**Work order:** Rewrite the court opinion starting at "DocketNumber: Civ. A." and ending at "HEMPHILL, District Judge.", substituting "respondent" for every "defendant".

**Passage provided:**
※

DocketNumber: Civ. A. 75-53
Citation Numbers: 405 F. Supp. 1004, 1975 U.S. Dist. LEXIS 15122
Judges: Hemphill
Filed Date: 11/25/1975
Status: Precedential
Modified Date: 10/19/2024
United States District Court, D. South Carolina, Spartanburg Division.
Paul R. Hibbard, Spartanburg, S. C., for plaintiff.
*1005 Harry DuMont, Uzzell & Dumont, Asheville, N. C., J. Bruce Foster, Spartanburg, S. C., for defendant.
HEMPHILL, District Judge.
On May 16, 1975, the defendant, John S. Bradshaw, through counsel moved this court, under the provisions of 28 U.S.C. § 1404(a)[1] to transfer this action for the convenience of the parties and witnesses, and in the interest of justice, from the United States District Court for the District of South Carolina, Spartanburg Division, to the United States District Court for the Western District of North Carolina, Shelby Division, where the action allegedly could have been brought initially. Various grounds in support of the motion were positioned, all of which were later considered by the court. After hearing the motion, on October 17, 1975, this court published its order holding in abeyance its final decision in order to allow the parties to submit additional affidavits, factual material, etc., in support of their respective positions. This was done, and, on the 19th day of November, 1975, counsel again appeared, calling attention of the court to the various affidavits which had been filed in the interim.

※

**Supplied data:**
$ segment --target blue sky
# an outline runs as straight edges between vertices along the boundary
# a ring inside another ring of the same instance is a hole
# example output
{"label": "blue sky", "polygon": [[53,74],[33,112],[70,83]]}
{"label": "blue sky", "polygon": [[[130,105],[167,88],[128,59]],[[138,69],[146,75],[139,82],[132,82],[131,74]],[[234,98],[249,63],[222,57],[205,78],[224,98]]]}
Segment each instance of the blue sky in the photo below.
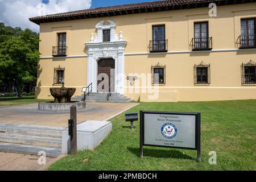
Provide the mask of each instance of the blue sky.
{"label": "blue sky", "polygon": [[155,1],[156,0],[0,0],[0,22],[13,27],[19,27],[22,29],[28,28],[38,32],[39,26],[29,21],[30,18],[90,8]]}
{"label": "blue sky", "polygon": [[92,8],[156,1],[157,0],[92,0]]}
{"label": "blue sky", "polygon": [[[157,0],[92,0],[92,8],[155,1]],[[47,3],[48,0],[43,0]]]}

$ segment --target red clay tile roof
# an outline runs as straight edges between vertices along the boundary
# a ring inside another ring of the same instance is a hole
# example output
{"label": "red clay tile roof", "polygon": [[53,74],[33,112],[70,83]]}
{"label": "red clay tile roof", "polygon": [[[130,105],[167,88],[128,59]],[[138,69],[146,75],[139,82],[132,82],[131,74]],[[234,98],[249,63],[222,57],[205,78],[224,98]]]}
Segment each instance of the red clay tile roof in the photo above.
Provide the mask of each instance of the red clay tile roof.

※

**Reply to the task:**
DocketNumber: Civ. A. 75-53
Citation Numbers: 405 F. Supp. 1004, 1975 U.S. Dist. LEXIS 15122
Judges: Hemphill
Filed Date: 11/25/1975
Status: Precedential
Modified Date: 10/19/2024
United States District Court, D. South Carolina, Spartanburg Division.
Paul R. Hibbard, Spartanburg, S. C., for plaintiff.
*1005 Harry DuMont, Uzzell & Dumont, Asheville, N. C., J. Bruce Foster, Spartanburg, S. C., for respondent.
HEMPHILL, District Judge.